### EXERCISE DETAILS
Copy out every record below, word for word.

━━━━━━━━━━━━━━━━━━━━

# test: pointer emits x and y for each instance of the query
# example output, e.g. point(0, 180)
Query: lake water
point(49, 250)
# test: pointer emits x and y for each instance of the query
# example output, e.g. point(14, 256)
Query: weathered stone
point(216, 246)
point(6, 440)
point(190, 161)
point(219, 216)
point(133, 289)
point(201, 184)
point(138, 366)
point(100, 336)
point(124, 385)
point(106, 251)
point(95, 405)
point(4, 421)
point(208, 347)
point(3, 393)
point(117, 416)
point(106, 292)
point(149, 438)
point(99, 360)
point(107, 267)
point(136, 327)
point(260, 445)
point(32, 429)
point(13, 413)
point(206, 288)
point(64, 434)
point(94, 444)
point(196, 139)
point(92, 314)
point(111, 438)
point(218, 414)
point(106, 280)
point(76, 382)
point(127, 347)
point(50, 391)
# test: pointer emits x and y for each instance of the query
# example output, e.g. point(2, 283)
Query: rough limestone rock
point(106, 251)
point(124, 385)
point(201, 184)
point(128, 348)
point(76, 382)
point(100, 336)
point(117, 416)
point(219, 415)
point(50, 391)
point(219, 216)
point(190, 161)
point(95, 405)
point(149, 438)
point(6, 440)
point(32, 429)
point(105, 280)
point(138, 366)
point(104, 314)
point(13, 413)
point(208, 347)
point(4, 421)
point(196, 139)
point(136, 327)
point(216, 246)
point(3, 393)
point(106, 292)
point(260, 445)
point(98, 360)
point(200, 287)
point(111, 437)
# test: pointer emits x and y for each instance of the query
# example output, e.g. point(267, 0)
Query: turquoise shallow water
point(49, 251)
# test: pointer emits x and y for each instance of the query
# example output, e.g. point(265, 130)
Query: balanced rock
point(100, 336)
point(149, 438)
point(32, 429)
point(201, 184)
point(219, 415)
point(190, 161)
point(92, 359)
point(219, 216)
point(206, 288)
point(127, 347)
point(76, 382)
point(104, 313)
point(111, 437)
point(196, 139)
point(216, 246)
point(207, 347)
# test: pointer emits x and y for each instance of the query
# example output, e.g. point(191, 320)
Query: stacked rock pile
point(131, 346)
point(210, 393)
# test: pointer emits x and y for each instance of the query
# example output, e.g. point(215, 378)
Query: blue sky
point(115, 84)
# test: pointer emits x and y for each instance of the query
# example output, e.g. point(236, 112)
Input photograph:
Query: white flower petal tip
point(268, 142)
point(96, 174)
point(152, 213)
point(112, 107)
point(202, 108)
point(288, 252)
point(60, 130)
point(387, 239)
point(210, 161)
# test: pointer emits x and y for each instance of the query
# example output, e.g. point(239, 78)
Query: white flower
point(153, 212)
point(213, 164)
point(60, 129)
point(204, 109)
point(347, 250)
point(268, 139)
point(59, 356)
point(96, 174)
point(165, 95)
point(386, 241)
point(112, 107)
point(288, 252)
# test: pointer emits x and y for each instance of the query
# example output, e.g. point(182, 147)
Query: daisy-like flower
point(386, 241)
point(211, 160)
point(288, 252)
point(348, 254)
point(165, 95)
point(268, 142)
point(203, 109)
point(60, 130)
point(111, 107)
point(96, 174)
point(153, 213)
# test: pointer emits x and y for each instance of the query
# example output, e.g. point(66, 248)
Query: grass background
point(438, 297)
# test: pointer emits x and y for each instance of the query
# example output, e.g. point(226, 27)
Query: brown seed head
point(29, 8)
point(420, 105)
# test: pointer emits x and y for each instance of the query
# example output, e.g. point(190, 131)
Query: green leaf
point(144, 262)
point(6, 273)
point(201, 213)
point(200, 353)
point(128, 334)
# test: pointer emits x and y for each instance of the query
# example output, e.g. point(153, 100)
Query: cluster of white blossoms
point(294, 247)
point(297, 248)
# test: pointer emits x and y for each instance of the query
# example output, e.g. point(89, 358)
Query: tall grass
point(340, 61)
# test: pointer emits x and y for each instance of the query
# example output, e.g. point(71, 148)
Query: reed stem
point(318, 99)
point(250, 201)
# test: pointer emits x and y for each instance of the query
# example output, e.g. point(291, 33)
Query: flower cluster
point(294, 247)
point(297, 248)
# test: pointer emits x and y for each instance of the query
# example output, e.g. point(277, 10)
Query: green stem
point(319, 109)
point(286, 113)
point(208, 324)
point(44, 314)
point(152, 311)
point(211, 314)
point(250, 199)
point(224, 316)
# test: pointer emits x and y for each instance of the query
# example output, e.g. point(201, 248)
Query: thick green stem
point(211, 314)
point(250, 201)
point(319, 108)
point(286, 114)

━━━━━━━━━━━━━━━━━━━━

### ANSWER TO THE PROBLEM
# test: pointer emits x and y for each instance of the query
# example output, e.g. point(0, 180)
Query: lake water
point(49, 250)
# test: pointer emits x and y for each instance of the query
# example output, e.g. point(14, 256)
Query: weathered stone
point(216, 246)
point(6, 440)
point(190, 161)
point(219, 216)
point(133, 289)
point(201, 184)
point(138, 366)
point(100, 336)
point(124, 385)
point(106, 251)
point(95, 405)
point(4, 421)
point(208, 347)
point(3, 393)
point(117, 416)
point(106, 292)
point(149, 438)
point(99, 360)
point(107, 267)
point(136, 327)
point(260, 445)
point(32, 429)
point(13, 413)
point(206, 288)
point(64, 434)
point(94, 444)
point(196, 139)
point(92, 314)
point(111, 438)
point(218, 414)
point(106, 280)
point(76, 382)
point(127, 347)
point(50, 391)
# test: pointer emits x and y for each instance of the query
# example output, e.g. point(2, 283)
Query: rough limestone rock
point(106, 251)
point(124, 385)
point(201, 184)
point(128, 348)
point(76, 382)
point(100, 336)
point(117, 416)
point(219, 415)
point(50, 391)
point(219, 216)
point(190, 161)
point(95, 405)
point(149, 438)
point(6, 440)
point(32, 429)
point(105, 280)
point(138, 366)
point(104, 314)
point(13, 413)
point(208, 347)
point(4, 421)
point(196, 139)
point(136, 327)
point(216, 246)
point(3, 393)
point(106, 292)
point(260, 445)
point(98, 360)
point(200, 287)
point(111, 437)
# test: pointer emits x and y for each instance of the query
# example output, e.g. point(267, 0)
Query: turquoise shallow water
point(49, 251)
# test: pointer emits x and y for each instance of the query
# example output, e.g. point(265, 130)
Query: balanced rock
point(100, 336)
point(149, 438)
point(32, 429)
point(201, 184)
point(219, 415)
point(190, 161)
point(92, 359)
point(219, 216)
point(206, 288)
point(127, 347)
point(76, 382)
point(104, 313)
point(111, 437)
point(196, 139)
point(216, 246)
point(207, 347)
# test: pointer emits x and y for each instance of the query
# example output, e.g. point(191, 320)
Query: stacked rock pile
point(131, 346)
point(210, 393)
# test: pointer emits x and y for each instance of the query
# example output, e.g. point(215, 378)
Query: blue sky
point(115, 84)
# test: pointer emits x and y for each instance of the query
# example output, e.g. point(236, 112)
Input photograph:
Query: white flower petal tip
point(268, 142)
point(96, 174)
point(152, 213)
point(112, 107)
point(202, 108)
point(288, 252)
point(60, 130)
point(387, 239)
point(210, 161)
# test: pointer emits x and y for each instance of the query
# example output, e.g. point(239, 78)
Query: white flower
point(153, 212)
point(213, 164)
point(60, 129)
point(204, 109)
point(347, 250)
point(268, 139)
point(59, 356)
point(96, 174)
point(165, 95)
point(386, 241)
point(112, 107)
point(288, 252)
# test: pointer emits x and y for each instance of the query
# example output, e.g. point(182, 147)
Query: daisy-like flower
point(386, 241)
point(211, 160)
point(288, 252)
point(348, 254)
point(165, 95)
point(268, 142)
point(203, 109)
point(60, 130)
point(111, 107)
point(96, 174)
point(153, 213)
# test: pointer emits x and y for each instance of the query
# example output, e.g. point(66, 248)
Query: grass background
point(438, 297)
# test: pointer emits x and y for each instance of the query
# example output, e.g. point(226, 27)
Query: brown seed head
point(29, 8)
point(420, 105)
# test: pointer emits x and y for each instance of the query
# example output, e.g. point(190, 131)
Query: green leaf
point(144, 262)
point(6, 273)
point(201, 213)
point(200, 353)
point(128, 334)
# test: pointer emits x and y for each instance of the query
# example output, e.g. point(153, 100)
Query: cluster of white blossoms
point(294, 247)
point(297, 248)
# test: pointer emits x and y for each instance of the query
# example output, e.g. point(89, 358)
Query: tall grass
point(340, 61)
# test: pointer emits x and y for each instance of the query
# example output, e.g. point(71, 148)
Query: reed stem
point(318, 99)
point(250, 201)
# test: pointer emits x and y for each instance of the query
# example output, e.g. point(291, 33)
Query: flower cluster
point(294, 247)
point(297, 248)
# test: pointer emits x and y for each instance of the query
# example output, e.g. point(277, 10)
Query: green stem
point(319, 109)
point(286, 113)
point(208, 324)
point(44, 314)
point(152, 311)
point(211, 314)
point(250, 199)
point(224, 316)
# test: pointer emits x and y for each instance of the query
# example output, e.g. point(201, 248)
Query: thick green stem
point(211, 314)
point(250, 201)
point(319, 108)
point(286, 114)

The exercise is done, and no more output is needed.